▸ **To do**
Word for word, give again the lines of the material below, from the one holding "the tree line." to the last, with nothing added.

▸ **Extracted data**
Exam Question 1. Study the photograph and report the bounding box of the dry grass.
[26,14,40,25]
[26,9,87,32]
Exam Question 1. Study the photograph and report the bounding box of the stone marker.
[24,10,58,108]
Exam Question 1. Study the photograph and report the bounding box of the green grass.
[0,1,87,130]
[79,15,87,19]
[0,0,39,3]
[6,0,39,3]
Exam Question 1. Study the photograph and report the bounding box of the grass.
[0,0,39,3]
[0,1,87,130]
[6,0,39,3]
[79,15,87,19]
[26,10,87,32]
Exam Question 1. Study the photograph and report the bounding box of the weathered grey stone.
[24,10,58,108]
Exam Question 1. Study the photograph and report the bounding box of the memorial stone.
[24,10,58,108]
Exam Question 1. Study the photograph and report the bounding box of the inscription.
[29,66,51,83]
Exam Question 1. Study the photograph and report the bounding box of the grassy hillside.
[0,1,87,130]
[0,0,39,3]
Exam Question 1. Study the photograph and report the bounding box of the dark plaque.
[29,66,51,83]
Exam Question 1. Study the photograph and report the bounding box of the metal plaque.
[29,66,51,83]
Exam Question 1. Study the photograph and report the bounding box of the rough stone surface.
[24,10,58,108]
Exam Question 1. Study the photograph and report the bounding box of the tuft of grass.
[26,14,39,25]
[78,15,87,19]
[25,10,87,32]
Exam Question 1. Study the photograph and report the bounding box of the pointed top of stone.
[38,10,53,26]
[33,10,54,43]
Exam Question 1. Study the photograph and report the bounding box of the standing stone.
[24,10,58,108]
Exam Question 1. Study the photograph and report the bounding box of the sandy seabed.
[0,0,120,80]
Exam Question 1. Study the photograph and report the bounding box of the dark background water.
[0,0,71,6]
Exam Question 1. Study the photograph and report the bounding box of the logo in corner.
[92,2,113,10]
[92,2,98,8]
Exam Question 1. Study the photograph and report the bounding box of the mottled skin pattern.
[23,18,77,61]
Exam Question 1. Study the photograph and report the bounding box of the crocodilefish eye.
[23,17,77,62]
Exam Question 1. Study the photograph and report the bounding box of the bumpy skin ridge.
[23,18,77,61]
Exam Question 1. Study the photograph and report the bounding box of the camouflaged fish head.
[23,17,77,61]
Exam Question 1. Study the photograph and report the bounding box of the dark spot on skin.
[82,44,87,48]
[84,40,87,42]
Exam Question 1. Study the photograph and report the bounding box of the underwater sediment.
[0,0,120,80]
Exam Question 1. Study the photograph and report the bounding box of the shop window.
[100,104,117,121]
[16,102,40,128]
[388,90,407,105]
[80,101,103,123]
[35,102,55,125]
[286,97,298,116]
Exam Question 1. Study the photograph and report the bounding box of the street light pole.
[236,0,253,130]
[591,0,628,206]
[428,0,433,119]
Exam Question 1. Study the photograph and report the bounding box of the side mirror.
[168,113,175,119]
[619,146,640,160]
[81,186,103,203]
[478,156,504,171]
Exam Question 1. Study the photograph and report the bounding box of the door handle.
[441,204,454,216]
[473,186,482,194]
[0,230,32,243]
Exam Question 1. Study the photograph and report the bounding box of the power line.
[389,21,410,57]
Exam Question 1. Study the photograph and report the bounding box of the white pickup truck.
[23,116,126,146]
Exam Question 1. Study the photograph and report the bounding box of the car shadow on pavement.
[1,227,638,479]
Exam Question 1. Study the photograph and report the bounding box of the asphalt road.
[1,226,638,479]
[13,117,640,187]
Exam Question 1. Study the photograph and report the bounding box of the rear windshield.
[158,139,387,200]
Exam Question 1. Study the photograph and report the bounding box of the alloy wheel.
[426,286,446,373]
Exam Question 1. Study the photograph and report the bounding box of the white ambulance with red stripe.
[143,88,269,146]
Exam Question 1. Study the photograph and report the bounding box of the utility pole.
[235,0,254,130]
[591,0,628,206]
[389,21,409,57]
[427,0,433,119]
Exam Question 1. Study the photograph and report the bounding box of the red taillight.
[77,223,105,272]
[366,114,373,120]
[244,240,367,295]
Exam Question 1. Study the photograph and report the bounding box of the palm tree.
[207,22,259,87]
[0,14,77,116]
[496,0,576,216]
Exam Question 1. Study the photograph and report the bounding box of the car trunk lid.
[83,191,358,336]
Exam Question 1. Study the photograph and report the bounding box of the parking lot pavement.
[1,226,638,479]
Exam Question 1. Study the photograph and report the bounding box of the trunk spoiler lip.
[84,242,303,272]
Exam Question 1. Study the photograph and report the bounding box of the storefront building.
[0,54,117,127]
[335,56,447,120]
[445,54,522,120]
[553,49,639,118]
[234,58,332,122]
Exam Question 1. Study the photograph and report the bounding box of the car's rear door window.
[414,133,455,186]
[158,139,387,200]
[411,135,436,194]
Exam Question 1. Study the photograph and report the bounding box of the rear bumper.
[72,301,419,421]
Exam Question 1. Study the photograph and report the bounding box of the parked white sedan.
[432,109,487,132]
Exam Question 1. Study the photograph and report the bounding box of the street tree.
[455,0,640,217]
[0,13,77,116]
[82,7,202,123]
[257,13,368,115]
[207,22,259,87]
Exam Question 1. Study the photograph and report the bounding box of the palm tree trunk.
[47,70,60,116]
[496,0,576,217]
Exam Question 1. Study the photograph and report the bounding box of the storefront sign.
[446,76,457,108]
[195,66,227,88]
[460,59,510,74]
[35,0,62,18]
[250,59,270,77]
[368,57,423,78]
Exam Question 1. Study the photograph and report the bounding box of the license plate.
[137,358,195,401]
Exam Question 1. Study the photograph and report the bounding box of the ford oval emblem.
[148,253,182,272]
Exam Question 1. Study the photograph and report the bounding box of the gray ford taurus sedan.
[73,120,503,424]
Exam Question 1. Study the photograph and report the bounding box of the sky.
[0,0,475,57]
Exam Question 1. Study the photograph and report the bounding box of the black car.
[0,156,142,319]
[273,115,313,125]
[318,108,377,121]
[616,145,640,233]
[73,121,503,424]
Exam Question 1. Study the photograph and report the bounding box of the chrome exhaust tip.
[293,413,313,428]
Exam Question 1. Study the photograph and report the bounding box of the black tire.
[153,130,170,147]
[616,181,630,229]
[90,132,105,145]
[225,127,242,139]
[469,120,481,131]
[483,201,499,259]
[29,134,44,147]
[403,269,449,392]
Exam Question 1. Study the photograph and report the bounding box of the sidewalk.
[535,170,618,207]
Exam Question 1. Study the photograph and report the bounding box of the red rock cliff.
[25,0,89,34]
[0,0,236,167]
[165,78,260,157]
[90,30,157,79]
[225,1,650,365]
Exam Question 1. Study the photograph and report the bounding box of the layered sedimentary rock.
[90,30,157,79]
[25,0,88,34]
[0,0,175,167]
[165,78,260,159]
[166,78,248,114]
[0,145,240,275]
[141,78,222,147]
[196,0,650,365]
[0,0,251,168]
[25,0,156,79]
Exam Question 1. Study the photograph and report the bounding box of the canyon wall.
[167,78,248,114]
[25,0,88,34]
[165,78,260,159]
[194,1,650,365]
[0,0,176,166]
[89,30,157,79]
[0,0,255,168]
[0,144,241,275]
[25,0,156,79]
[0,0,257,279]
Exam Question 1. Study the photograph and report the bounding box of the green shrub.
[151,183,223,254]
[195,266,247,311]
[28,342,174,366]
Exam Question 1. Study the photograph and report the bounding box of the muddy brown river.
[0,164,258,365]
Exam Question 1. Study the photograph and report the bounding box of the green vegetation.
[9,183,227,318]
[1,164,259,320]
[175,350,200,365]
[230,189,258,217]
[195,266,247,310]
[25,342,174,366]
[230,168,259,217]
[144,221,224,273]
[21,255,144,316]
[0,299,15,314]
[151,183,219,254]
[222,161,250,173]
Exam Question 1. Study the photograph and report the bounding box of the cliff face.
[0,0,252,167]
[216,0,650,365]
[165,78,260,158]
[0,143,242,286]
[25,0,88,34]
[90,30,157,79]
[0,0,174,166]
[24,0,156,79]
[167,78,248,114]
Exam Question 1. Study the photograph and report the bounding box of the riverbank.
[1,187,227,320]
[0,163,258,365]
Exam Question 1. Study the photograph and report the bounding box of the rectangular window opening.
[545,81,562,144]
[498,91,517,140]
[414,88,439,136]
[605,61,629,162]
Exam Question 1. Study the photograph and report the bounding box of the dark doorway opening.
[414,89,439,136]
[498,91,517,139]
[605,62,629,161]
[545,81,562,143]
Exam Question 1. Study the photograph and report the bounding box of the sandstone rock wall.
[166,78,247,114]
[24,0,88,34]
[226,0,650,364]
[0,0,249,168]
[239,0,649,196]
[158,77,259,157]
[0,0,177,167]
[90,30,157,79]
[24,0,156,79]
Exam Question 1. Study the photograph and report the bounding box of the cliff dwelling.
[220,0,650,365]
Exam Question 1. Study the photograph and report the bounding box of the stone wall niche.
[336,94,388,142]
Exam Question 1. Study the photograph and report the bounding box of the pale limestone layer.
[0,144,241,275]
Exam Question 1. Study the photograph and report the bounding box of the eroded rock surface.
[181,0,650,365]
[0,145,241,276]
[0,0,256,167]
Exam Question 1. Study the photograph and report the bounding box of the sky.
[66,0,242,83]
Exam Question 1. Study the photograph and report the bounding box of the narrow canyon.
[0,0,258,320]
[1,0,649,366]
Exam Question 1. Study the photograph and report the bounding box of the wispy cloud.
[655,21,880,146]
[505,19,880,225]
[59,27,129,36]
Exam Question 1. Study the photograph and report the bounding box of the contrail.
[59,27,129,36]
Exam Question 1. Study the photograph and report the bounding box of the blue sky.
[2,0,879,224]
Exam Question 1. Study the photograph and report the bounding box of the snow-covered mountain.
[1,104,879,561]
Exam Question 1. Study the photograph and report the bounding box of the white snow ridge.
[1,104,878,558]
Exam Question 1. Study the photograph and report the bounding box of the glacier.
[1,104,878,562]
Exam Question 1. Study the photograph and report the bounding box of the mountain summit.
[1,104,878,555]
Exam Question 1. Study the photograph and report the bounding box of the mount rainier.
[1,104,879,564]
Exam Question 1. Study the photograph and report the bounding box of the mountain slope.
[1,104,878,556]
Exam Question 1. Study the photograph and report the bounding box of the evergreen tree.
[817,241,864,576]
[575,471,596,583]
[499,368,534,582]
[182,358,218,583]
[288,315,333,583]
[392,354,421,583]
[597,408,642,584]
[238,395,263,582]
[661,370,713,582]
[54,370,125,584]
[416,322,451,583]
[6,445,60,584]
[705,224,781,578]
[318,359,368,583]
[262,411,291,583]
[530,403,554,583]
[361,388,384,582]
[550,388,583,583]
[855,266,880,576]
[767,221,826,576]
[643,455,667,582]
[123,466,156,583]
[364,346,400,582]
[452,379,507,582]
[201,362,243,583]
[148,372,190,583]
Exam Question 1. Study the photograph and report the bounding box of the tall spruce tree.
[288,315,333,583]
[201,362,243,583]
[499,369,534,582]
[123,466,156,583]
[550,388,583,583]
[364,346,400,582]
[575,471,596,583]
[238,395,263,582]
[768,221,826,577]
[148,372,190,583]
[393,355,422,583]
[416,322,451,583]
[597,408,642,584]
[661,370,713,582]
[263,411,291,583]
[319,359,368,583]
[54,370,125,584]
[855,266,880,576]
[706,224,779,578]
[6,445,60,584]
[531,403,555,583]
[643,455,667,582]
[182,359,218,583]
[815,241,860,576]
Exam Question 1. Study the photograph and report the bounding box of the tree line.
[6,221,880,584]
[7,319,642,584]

▸ **Output of the exercise**
Exam Question 1. Study the photograph and report the bounding box of the tree line.
[6,221,880,584]
[7,319,642,584]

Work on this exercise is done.